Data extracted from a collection
————————
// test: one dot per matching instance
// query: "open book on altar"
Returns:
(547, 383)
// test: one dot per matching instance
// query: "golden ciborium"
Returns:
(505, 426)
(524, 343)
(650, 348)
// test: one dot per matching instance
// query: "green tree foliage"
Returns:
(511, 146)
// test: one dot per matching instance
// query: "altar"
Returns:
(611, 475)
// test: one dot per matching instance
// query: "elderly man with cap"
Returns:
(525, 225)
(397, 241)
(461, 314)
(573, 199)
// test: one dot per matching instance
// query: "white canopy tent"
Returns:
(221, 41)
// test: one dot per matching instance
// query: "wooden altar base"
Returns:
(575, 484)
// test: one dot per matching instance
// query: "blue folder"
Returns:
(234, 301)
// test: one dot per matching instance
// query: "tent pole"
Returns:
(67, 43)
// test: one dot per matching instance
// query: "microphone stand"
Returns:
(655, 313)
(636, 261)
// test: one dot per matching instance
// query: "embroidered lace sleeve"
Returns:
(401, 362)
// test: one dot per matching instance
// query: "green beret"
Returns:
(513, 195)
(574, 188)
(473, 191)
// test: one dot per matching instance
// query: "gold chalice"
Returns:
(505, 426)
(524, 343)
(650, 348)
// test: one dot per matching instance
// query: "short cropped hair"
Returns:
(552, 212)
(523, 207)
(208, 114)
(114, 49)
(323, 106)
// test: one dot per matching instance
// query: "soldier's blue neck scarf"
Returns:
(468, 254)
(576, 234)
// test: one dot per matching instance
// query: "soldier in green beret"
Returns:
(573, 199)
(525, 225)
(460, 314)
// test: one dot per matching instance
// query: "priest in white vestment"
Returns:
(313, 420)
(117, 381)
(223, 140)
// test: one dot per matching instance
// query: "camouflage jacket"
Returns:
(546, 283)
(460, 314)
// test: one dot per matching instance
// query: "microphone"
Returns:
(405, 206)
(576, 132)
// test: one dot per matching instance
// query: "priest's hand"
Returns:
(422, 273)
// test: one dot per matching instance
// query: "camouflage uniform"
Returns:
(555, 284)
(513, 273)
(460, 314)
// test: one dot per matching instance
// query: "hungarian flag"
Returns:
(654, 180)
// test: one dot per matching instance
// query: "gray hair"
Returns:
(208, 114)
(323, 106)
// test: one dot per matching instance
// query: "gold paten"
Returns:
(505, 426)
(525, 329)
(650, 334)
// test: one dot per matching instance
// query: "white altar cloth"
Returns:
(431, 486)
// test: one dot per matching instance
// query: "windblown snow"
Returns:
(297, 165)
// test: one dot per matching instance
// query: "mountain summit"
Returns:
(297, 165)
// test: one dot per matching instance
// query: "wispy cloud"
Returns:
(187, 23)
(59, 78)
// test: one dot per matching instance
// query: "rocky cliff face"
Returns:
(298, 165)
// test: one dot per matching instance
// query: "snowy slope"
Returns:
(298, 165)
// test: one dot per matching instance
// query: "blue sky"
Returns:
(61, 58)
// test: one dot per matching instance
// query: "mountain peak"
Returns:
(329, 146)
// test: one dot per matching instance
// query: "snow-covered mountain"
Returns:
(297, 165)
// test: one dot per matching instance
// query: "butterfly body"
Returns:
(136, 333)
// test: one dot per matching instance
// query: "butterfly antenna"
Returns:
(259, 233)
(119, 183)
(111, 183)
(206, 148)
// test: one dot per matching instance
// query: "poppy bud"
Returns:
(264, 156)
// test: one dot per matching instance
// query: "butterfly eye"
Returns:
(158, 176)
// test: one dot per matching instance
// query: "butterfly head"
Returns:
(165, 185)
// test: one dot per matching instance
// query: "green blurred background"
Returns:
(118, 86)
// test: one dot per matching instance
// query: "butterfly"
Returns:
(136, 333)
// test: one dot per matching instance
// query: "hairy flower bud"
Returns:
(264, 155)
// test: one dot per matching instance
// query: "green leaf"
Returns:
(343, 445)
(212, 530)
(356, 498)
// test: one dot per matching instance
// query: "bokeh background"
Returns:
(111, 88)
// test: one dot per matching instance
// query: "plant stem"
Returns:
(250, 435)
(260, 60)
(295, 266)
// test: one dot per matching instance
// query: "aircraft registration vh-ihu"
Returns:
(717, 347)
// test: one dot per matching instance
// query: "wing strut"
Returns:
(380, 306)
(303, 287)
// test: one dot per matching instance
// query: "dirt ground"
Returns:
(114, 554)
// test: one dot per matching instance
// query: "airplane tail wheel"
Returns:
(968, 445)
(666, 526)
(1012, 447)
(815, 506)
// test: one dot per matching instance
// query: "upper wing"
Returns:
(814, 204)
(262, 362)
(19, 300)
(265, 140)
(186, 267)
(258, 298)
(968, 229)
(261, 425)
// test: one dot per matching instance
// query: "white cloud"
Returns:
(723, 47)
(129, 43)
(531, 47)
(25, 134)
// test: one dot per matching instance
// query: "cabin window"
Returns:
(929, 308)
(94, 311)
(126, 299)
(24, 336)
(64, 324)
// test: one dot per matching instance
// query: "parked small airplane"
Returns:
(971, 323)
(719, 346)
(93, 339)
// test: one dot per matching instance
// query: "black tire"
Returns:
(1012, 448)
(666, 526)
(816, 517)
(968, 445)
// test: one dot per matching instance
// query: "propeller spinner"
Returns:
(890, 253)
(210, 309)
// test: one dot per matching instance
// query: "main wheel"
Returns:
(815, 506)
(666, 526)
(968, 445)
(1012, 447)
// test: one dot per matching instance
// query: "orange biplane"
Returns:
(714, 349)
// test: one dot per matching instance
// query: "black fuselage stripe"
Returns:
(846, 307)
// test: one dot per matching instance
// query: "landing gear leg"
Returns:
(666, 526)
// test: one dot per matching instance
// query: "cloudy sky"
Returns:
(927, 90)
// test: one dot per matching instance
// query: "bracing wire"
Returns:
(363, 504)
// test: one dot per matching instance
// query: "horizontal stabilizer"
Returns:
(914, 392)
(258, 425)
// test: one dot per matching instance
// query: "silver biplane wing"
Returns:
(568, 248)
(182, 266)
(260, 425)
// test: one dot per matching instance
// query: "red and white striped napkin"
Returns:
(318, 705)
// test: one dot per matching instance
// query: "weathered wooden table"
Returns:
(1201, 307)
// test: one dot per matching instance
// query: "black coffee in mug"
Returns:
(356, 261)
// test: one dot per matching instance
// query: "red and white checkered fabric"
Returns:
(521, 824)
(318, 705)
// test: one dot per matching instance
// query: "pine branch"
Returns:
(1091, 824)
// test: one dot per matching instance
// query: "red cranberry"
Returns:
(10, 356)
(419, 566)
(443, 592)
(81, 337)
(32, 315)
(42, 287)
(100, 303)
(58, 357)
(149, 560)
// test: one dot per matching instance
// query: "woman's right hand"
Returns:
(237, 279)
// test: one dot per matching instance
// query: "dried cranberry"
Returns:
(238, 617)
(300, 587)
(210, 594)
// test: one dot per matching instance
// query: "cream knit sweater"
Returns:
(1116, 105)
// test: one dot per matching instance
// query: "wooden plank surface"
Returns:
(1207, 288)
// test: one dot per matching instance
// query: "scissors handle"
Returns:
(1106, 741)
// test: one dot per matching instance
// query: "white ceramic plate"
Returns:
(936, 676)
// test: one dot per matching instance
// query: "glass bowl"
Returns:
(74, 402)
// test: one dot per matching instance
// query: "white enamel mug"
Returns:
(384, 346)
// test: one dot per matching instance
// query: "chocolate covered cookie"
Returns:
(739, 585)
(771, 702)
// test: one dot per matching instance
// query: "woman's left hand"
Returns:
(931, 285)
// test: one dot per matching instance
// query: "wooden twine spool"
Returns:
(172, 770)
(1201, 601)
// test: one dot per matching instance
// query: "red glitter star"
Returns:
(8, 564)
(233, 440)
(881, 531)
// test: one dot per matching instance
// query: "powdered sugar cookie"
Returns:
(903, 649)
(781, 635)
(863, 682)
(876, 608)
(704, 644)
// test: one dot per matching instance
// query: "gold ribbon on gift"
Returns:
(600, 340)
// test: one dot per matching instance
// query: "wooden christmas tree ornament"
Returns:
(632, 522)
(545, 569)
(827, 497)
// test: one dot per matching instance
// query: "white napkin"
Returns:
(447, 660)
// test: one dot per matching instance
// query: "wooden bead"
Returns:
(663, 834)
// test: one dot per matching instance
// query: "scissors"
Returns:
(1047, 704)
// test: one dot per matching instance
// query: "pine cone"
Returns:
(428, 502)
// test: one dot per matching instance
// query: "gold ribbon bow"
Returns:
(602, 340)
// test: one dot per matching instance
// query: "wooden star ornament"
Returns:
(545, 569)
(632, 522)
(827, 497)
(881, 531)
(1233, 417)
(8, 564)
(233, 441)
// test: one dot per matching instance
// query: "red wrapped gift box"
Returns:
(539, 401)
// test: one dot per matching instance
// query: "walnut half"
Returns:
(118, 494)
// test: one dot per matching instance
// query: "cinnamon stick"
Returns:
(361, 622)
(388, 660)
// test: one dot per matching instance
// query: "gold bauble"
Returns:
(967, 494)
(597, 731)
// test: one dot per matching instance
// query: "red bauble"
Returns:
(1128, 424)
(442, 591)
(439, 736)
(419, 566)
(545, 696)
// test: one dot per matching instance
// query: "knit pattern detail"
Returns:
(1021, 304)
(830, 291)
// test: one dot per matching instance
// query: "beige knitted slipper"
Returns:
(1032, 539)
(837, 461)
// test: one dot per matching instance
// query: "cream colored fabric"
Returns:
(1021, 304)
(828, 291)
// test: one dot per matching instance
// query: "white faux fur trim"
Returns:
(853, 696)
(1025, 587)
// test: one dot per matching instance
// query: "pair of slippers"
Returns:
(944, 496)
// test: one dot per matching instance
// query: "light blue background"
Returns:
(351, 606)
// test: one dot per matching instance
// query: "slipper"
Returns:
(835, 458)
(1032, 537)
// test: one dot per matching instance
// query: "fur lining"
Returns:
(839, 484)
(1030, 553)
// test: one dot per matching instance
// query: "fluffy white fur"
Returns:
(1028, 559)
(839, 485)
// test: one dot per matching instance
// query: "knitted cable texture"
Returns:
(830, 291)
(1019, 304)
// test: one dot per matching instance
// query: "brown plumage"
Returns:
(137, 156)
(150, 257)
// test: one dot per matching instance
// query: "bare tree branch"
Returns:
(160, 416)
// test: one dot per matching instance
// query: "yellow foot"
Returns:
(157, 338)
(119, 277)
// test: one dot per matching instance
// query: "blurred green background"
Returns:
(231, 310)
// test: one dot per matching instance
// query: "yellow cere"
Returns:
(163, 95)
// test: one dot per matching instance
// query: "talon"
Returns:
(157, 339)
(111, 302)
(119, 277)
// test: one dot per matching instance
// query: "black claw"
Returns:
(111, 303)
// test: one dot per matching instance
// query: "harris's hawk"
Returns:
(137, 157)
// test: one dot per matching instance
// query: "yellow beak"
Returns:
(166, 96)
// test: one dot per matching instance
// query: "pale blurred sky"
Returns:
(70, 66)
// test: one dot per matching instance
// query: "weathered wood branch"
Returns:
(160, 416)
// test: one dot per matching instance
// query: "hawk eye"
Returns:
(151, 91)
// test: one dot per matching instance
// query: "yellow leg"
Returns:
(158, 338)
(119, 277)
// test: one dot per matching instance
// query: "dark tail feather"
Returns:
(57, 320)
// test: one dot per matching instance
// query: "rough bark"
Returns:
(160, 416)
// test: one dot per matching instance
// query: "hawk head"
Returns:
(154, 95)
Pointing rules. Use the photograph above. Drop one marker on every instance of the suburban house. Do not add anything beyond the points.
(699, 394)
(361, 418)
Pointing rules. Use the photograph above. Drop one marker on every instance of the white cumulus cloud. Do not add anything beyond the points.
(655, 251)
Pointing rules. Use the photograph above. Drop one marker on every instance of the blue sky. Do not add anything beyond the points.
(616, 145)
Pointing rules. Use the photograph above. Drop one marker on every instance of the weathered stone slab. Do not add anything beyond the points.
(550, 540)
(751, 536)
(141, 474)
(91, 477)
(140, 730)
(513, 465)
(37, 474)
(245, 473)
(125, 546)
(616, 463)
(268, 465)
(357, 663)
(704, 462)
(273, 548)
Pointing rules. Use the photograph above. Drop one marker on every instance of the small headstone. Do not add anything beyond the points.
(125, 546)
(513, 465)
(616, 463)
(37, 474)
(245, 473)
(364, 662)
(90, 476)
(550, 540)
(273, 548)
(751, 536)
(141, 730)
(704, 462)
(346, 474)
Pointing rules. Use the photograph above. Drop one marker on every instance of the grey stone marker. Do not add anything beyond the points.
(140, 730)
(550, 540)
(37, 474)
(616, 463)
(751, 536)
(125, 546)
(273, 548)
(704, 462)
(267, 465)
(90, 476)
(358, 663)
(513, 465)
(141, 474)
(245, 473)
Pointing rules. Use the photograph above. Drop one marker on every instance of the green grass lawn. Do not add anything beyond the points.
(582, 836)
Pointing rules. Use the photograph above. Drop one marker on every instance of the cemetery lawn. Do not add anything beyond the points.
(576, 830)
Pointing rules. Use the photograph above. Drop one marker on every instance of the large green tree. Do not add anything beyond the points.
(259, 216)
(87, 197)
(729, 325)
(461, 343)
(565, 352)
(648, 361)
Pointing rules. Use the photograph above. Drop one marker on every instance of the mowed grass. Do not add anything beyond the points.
————————
## WRITTEN INSTRUCTION
Quote verbatim the line containing "house. Do not add anything beyond the points." and every line after it through the end of the records above.

## ANSWER IN FULL
Pointing rules. Use the photograph above. Drop one marker on every instance of the suburban house. Do not add anything beyond the points.
(699, 394)
(361, 418)
Pointing rules. Use the photograph above. Drop one marker on every instance of the white cumulus cloud. Do not add anything beyond the points.
(655, 251)
Pointing rules. Use the photograph above. Drop one marker on every instance of the blue sky. Do not add anything beyond the points.
(616, 145)
Pointing rules. Use the photograph above. Drop one marker on every instance of the weathered stone slab. Do not add anything beyond the points.
(550, 540)
(751, 536)
(141, 474)
(91, 477)
(140, 730)
(513, 465)
(37, 474)
(245, 473)
(125, 546)
(616, 463)
(268, 465)
(357, 663)
(704, 462)
(273, 548)
Pointing rules. Use the photograph above. Drop one marker on every instance of the small headstone. Do not add anything beyond the points.
(125, 546)
(513, 465)
(616, 463)
(37, 474)
(245, 473)
(364, 662)
(90, 476)
(550, 540)
(273, 548)
(751, 536)
(141, 730)
(704, 462)
(346, 474)
Pointing rules. Use the photograph above. Drop one marker on every instance of the grey stone marker. Do not add anything beyond the points.
(140, 730)
(550, 540)
(37, 474)
(616, 463)
(751, 536)
(125, 546)
(273, 548)
(704, 462)
(267, 465)
(90, 476)
(358, 663)
(513, 465)
(141, 474)
(245, 473)
Pointing rules. Use the photograph above. Drop one marker on every instance of the green grass lawn. Do not add anything beyond the points.
(582, 836)
Pointing rules. Use the photograph above. Drop one marker on every instance of the cemetery lawn. Do not add anything beyond the points.
(576, 830)
Pointing rules. Use the photograph above. Drop one marker on every instance of the large green tree. Do not add anything beyond the points.
(259, 216)
(87, 197)
(729, 325)
(461, 343)
(565, 352)
(648, 361)
Pointing rules. Use the photograph above. Drop one marker on every instance of the mowed grass. Do not add anything beyond the points.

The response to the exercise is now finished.